# Katonic Feature Store

## Use case: House Price Prediction
### Overview 
#### Predicting a House price based on the Properties that the house had. These Estimation will be very useful in the Real Estate Indutry in order to Suggest a Appropriate price for the customer.

In [1]:
# Importing the FeatureStore functioanlity from Kfs package.
from katonic.fs.feature_store import FeatureStore

### Using Local Provider.

In [2]:
fs = FeatureStore(
    user_name = "user", # user name.
    project_name = "house_price_prediction", # give a name for your project.
    description = "using machine learning for house price prediction", # project description.
) 

In [3]:
# We've successfully initiated FeatureStore with the Local Provider.
# Let's import some more neccessery functions.

from katonic.fs.entities import Entity, FeatureView
from katonic.fs.core.offline_stores import FileSource
from katonic.fs.value_type import ValueType

In [4]:
# Let's define the Entity key.
entity_key = Entity(name = "id", value_type=ValueType.INT64)

In [5]:
data_source = FileSource(
    path = "datasets/housing_data.csv", # Provide a path for your data source file.
    file_format = "csv", # format of your data sourse CSV or PARQUET.
    event_timestamp_column = "event_timestamp"  # The column which represents the time of Event occurance.
)

Feature views allow users to register data sources in their organizations into Feature Store for offline feature stores, and then use those offline stores for both training and online inference.

**PROVIDED MATERIAL:**
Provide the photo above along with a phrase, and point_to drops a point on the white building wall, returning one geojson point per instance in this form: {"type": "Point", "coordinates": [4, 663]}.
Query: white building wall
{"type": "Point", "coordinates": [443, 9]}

**TASK SET:**
- 1) In the Katonic Feature Store walkthrough, give the lines between "from katonic.fs.entities import" and "data source file.", inclusive, changing "FileSource" to "CsvSource".
- 2) According to the Katonic Feature Store walkthrough, why is predicting a house's price from its properties useful?
- 3) Resume the Katonic Feature Store walkthrough after its last sentence.
The listing plays no part here.

**ANSWERS FOR THIS EXERCISE:**
- 1)
from katonic.fs.entities import Entity, FeatureView
from katonic.fs.core.offline_stores import CsvSource
from katonic.fs.value_type import ValueType

In [4]:
# Let's define the Entity key.
entity_key = Entity(name = "id", value_type=ValueType.INT64)

In [5]:
data_source = CsvSource(
    path = "datasets/housing_data.csv", # Provide a path for your data source file.

- 2) These estimates help the real estate industry suggest an appropriate price to the customer.

- 3)
The preceding feature view definition tells Feature Store where to find drivere stats features.

In [6]:
# Defining the Columns that we want to use for Creating a Feature View.
cols = ['bedrooms', 'bathrooms', 'sqft_living',
       'sqft_lot', 'floors', 'waterfront', 'view', 'condition', 'grade',
       'sqft_above', 'sqft_basement']

In [7]:
# Feature View

house_price_prediction_view  = FeatureView(
    name="house_price_prediction_local", # Feature view name
    entities=["id"], # Entity Key
    ttl="2d", # hours/months/day # ttl is nothing but the Time period for the feature view Existance.
    features=cols,  # Columns you want in Feature View.
    batch_source=data_source, # data source
)

Now that we have defined our first feature view, we can apply the changes to create our feature registry and configure our infrastructure:

## Registre and Deploy feature definitions.

In [8]:
# Write the data to Offline Store.
%time

fs.write_table([entity_key, house_price_prediction_view])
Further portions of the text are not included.